**The problem**
Reproduce every line of the material below verbatim, with no additions or omissions.
===== Extracted information
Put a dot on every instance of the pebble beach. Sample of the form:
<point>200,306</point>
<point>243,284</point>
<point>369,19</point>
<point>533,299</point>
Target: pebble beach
==========
**Task answer**
Put a dot on every instance of the pebble beach. Sample of the form:
<point>200,306</point>
<point>243,284</point>
<point>369,19</point>
<point>533,299</point>
Target: pebble beach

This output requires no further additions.